_Record extracts_
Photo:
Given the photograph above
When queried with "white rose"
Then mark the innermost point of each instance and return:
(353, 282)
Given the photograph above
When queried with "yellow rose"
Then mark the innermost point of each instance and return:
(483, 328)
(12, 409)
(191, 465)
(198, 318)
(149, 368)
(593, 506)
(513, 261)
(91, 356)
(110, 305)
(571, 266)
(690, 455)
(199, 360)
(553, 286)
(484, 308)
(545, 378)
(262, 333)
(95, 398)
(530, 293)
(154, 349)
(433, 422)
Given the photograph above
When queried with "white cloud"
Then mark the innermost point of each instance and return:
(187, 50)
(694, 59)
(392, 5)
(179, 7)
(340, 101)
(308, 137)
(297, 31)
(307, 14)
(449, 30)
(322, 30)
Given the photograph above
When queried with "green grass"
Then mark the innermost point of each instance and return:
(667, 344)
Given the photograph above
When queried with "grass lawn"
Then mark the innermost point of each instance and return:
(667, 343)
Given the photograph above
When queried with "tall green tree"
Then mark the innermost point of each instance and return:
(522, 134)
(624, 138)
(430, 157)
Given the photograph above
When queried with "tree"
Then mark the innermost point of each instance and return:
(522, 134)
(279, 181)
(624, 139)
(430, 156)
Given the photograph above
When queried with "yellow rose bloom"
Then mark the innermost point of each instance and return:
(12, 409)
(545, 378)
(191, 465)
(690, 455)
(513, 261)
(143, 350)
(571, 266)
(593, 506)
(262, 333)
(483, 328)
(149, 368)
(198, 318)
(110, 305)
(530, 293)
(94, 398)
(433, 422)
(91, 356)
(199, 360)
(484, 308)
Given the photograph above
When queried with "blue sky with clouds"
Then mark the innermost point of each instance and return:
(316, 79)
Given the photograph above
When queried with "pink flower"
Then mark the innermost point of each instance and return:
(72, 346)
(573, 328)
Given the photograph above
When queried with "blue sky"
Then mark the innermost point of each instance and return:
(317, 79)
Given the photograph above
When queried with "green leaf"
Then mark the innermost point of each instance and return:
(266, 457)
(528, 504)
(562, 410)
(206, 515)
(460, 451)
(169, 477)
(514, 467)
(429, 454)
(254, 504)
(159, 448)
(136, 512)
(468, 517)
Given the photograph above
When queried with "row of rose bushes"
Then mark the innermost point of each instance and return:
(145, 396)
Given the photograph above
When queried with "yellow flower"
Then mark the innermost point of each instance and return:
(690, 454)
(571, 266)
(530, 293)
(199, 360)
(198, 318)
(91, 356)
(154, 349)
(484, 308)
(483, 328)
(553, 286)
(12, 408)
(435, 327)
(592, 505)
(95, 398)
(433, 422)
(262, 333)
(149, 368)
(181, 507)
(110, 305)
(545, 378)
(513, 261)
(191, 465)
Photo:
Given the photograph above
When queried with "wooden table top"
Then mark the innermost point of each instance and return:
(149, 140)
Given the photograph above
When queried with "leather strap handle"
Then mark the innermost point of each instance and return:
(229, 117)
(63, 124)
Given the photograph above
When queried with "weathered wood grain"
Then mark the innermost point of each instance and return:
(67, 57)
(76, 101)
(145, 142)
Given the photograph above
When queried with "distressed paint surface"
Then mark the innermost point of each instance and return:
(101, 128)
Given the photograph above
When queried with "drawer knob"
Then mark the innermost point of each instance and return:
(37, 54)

_Work to be completed_
Provide an exact copy of all the material.

_Written reply_
Photo:
Given the photograph above
When queried with "white rose"
Then mark the innermost point of each instance and return:
(353, 282)
Given the photograph above
When queried with "yellow rose"
Then mark the innermost point of each instance and return:
(483, 328)
(12, 409)
(191, 465)
(198, 318)
(149, 368)
(593, 506)
(513, 261)
(91, 356)
(110, 305)
(571, 266)
(690, 455)
(199, 360)
(553, 286)
(484, 308)
(545, 378)
(262, 333)
(95, 398)
(530, 293)
(154, 349)
(433, 422)
Given the photograph above
When queried with "white cloud"
Then mark the innermost point of each instance and return:
(187, 50)
(694, 59)
(392, 5)
(179, 7)
(340, 101)
(308, 137)
(297, 31)
(307, 14)
(449, 30)
(322, 30)
Given the photograph above
When queried with "green grass"
Then mark the innermost point of each instance and return:
(667, 344)
Given the photograph above
When queried with "grass lawn"
Then mark the innermost point of each instance and return:
(667, 343)
Given the photograph above
When queried with "tall green tree"
Then mark the innermost point of each instance and return:
(522, 134)
(624, 138)
(430, 157)
Given the photograph above
When queried with "tree"
Then mark the innermost point of each instance and return:
(522, 134)
(279, 181)
(624, 139)
(430, 156)
Given the photograph above
When queried with "yellow rose bloom"
Then mark the innermost point of each instance and return:
(12, 409)
(545, 378)
(191, 465)
(690, 455)
(513, 261)
(143, 350)
(571, 266)
(593, 506)
(262, 333)
(483, 328)
(149, 368)
(198, 318)
(110, 305)
(530, 293)
(94, 398)
(433, 422)
(91, 356)
(199, 360)
(484, 308)
Given the photograph above
When queried with "blue sky with clouds"
Then mark the innermost point of each instance and return:
(316, 79)
Given the photograph above
When queried with "pink flower"
Then mark the innermost point of each instance and return:
(72, 346)
(573, 328)
Given the photograph above
When queried with "blue sky"
Then mark the innermost point of each instance and return:
(317, 79)
Given the photograph above
When queried with "green leaf"
Then mark the innermost point of each instance and return:
(266, 457)
(528, 504)
(562, 410)
(206, 515)
(460, 451)
(169, 477)
(514, 467)
(429, 454)
(254, 504)
(159, 448)
(136, 512)
(468, 517)
Given the photograph above
When queried with "row of rose bushes"
Then mark the innermost point of each instance and return:
(145, 396)
Given the photograph above
When queried with "yellow flower"
Then mark the innermost point of each instance and return:
(690, 454)
(571, 266)
(530, 293)
(199, 360)
(198, 318)
(91, 356)
(154, 349)
(484, 308)
(483, 328)
(553, 286)
(12, 408)
(435, 327)
(592, 505)
(95, 398)
(433, 422)
(262, 333)
(149, 368)
(181, 507)
(110, 305)
(545, 378)
(513, 261)
(191, 465)
Photo:
Given the photograph above
When queried with "wooden table top"
Then mark the innermost point of each instance and return:
(149, 140)
Given the photograph above
When queried with "leather strap handle"
Then mark the innermost point of each instance and return:
(229, 117)
(63, 124)
Given the photograph above
When queried with "weathered wood grain"
Then mark the innermost point of each instance and return:
(67, 57)
(76, 101)
(145, 142)
Given the photograph above
When queried with "distressed paint surface"
Then mark the innermost point of each instance and return:
(101, 128)
Given the photograph above
When queried with "drawer knob"
Then mark the innermost point of each instance and return:
(37, 54)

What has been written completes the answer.